# Records start
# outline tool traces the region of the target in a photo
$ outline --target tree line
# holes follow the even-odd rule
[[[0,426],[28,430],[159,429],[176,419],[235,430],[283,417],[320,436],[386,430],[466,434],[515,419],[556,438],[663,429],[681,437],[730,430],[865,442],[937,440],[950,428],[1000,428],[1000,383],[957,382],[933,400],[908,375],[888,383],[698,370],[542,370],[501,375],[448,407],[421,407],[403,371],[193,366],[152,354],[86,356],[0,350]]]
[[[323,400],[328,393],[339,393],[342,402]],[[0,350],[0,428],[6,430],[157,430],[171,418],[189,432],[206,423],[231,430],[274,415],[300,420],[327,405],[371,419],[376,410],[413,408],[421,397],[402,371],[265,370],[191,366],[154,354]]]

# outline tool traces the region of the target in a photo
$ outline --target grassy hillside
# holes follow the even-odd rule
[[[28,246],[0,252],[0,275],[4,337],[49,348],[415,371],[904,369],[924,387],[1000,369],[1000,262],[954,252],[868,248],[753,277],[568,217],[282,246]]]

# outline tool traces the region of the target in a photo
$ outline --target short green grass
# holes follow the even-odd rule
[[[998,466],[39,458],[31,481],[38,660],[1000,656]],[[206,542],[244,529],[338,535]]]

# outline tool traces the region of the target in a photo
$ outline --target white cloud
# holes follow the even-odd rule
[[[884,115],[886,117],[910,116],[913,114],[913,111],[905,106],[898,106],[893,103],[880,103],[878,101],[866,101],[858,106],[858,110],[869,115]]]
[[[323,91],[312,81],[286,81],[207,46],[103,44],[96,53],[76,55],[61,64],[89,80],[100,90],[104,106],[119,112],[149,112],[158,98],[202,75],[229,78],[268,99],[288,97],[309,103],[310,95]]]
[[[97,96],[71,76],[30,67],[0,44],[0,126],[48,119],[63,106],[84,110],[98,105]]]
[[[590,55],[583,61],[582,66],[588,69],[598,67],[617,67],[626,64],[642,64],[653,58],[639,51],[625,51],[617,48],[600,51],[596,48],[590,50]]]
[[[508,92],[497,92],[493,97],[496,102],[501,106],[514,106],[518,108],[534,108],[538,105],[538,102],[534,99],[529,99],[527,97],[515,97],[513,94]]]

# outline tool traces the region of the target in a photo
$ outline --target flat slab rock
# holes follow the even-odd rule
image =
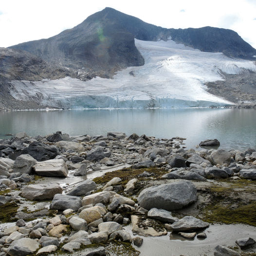
[[[35,252],[39,248],[39,243],[30,238],[22,238],[14,241],[7,251],[10,256],[23,256]]]
[[[81,206],[81,200],[79,197],[56,194],[50,205],[50,208],[62,210],[72,209],[77,211]]]
[[[181,209],[197,201],[197,189],[188,181],[180,181],[146,188],[139,195],[140,206],[172,211]]]
[[[186,231],[205,228],[209,225],[209,223],[193,216],[185,216],[172,223],[170,227],[174,231]]]
[[[147,213],[147,217],[167,223],[173,223],[179,220],[177,218],[172,216],[171,212],[156,208],[153,208],[149,211]]]
[[[62,188],[57,183],[35,184],[24,187],[21,196],[30,200],[46,200],[62,193]]]
[[[137,215],[131,216],[132,231],[144,237],[160,237],[167,234],[166,230],[153,219],[142,219]]]
[[[34,166],[40,176],[66,177],[68,169],[63,159],[52,159],[38,163]]]

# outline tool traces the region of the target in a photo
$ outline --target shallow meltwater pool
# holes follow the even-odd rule
[[[132,234],[131,225],[127,226],[126,229]],[[238,239],[248,237],[254,239],[256,238],[256,227],[247,225],[211,224],[204,232],[207,238],[203,239],[196,237],[189,240],[170,232],[168,232],[166,236],[158,237],[139,236],[143,238],[143,243],[140,247],[134,247],[140,252],[140,256],[212,256],[217,245],[238,247],[235,243]],[[250,249],[245,251],[250,252]]]

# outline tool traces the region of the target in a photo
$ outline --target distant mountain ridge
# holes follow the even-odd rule
[[[232,30],[211,27],[166,29],[107,7],[74,28],[48,39],[11,46],[29,52],[55,65],[83,69],[108,77],[110,73],[144,64],[134,38],[166,40],[204,52],[222,52],[231,57],[251,59],[256,50]]]

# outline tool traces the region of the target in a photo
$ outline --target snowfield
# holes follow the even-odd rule
[[[201,52],[167,41],[135,39],[145,64],[120,71],[113,79],[82,81],[66,77],[37,82],[12,81],[17,99],[37,100],[42,106],[63,108],[183,108],[232,104],[206,91],[207,82],[221,74],[256,72],[253,61],[222,53]]]

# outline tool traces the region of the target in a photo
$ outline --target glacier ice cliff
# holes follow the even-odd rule
[[[223,73],[256,72],[253,61],[201,52],[172,40],[135,39],[135,44],[145,65],[125,69],[112,79],[13,80],[11,94],[43,107],[65,109],[220,106],[232,103],[208,93],[205,83],[223,80]]]

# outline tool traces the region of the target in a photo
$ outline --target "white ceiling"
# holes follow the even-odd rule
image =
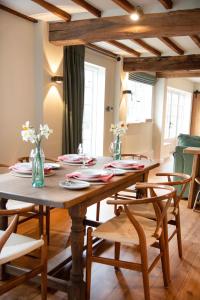
[[[81,6],[75,4],[70,0],[47,0],[48,2],[60,7],[61,9],[67,11],[72,15],[72,20],[79,20],[85,18],[95,18],[91,13],[87,12]],[[94,5],[102,11],[102,16],[115,16],[127,14],[123,9],[117,6],[111,0],[87,0],[90,4]],[[139,5],[143,8],[145,13],[154,12],[167,12],[163,5],[158,0],[129,0],[134,5]],[[46,9],[42,8],[38,4],[32,2],[31,0],[0,0],[0,4],[4,4],[12,9],[15,9],[23,14],[34,17],[42,21],[60,21],[58,17],[48,12]],[[173,0],[173,10],[179,9],[192,9],[200,8],[200,0]],[[144,39],[148,44],[155,47],[162,52],[162,55],[177,55],[174,51],[169,49],[165,44],[163,44],[157,38],[146,38]],[[185,54],[200,54],[200,48],[187,36],[172,38],[177,45],[179,45]],[[130,40],[121,40],[121,43],[126,44],[130,48],[142,53],[142,56],[152,56],[144,48],[138,46]],[[96,43],[107,50],[113,51],[119,55],[131,56],[130,54],[109,45],[106,42]]]

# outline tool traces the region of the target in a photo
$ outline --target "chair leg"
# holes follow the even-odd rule
[[[115,260],[119,260],[120,257],[120,243],[115,242]],[[119,270],[118,267],[115,266],[115,270]]]
[[[44,233],[44,210],[43,205],[39,205],[39,235]]]
[[[96,221],[99,221],[99,216],[100,216],[100,205],[101,205],[101,202],[97,202],[97,208],[96,208]]]
[[[147,257],[146,245],[140,246],[140,251],[141,251],[142,277],[143,277],[143,285],[144,285],[144,298],[145,300],[150,300],[148,257]]]
[[[168,268],[167,268],[167,258],[166,258],[166,250],[165,250],[165,240],[164,240],[164,235],[163,233],[161,234],[160,240],[160,254],[161,254],[161,263],[162,263],[162,272],[163,272],[163,282],[164,286],[168,287],[169,286],[169,281],[168,281]]]
[[[50,212],[51,209],[49,206],[46,206],[46,235],[47,235],[47,244],[50,243]]]
[[[200,190],[198,191],[198,193],[197,193],[197,195],[196,195],[196,198],[195,198],[195,201],[194,201],[194,206],[193,206],[193,211],[195,211],[196,205],[197,205],[197,203],[199,202],[199,201],[198,201],[199,193],[200,193]]]
[[[171,281],[171,271],[170,271],[170,260],[169,260],[169,240],[168,240],[167,218],[164,218],[164,221],[163,221],[163,232],[164,232],[164,241],[165,241],[165,254],[166,254],[166,262],[167,262],[168,282],[170,282]]]
[[[178,208],[178,214],[176,215],[176,234],[177,234],[177,244],[178,244],[178,254],[179,257],[183,257],[183,251],[182,251],[182,241],[181,241],[181,222],[180,222],[180,211]]]
[[[44,245],[41,248],[41,263],[43,269],[41,271],[41,300],[47,299],[47,241],[44,237]]]
[[[87,230],[87,256],[86,256],[86,299],[90,299],[92,269],[92,228]]]

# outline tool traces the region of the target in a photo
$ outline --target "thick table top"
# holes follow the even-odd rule
[[[101,158],[93,168],[103,168],[106,161],[107,159]],[[91,185],[88,189],[83,190],[68,190],[59,187],[59,181],[64,180],[64,175],[79,167],[62,165],[61,169],[56,170],[55,175],[45,177],[45,187],[43,188],[33,188],[31,178],[16,177],[8,172],[0,174],[0,198],[51,207],[70,208],[77,204],[89,206],[141,180],[141,176],[146,172],[159,166],[159,163],[154,161],[145,160],[142,163],[145,168],[141,171],[128,172],[123,176],[113,176],[106,184]]]
[[[183,153],[187,154],[200,154],[200,148],[197,147],[188,147],[183,149]]]

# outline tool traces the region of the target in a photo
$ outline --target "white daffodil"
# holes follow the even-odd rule
[[[26,123],[22,125],[22,129],[22,139],[25,142],[31,142],[32,144],[36,145],[40,145],[43,137],[48,139],[49,135],[53,132],[52,129],[49,129],[47,124],[40,125],[39,132],[37,132],[35,128],[30,125],[29,121],[26,121]]]

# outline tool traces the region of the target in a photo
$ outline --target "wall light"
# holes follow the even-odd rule
[[[52,76],[51,82],[55,83],[62,83],[63,82],[63,76]]]
[[[132,95],[131,90],[124,90],[122,93],[123,93],[123,95],[127,95],[127,94]]]
[[[138,21],[142,15],[143,15],[142,8],[140,6],[137,6],[135,8],[135,11],[130,15],[130,18],[133,21]]]

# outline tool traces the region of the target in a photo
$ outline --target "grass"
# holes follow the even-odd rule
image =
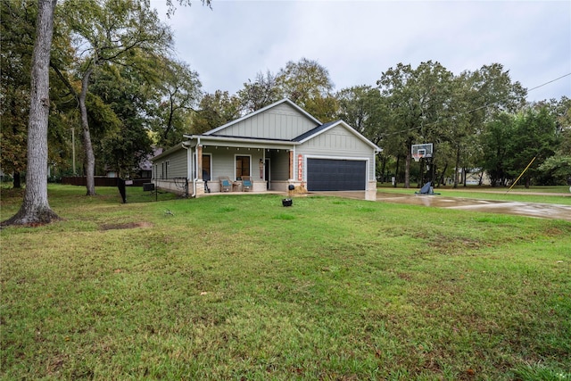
# Records end
● Task description:
Collect every line of the records above that contains the word "white", treating uppercase and lowercase letters as distinct.

● Exercise result:
$ outline --target white cloud
$ outline --target "white ceiling"
$ outline --target "white daffodil"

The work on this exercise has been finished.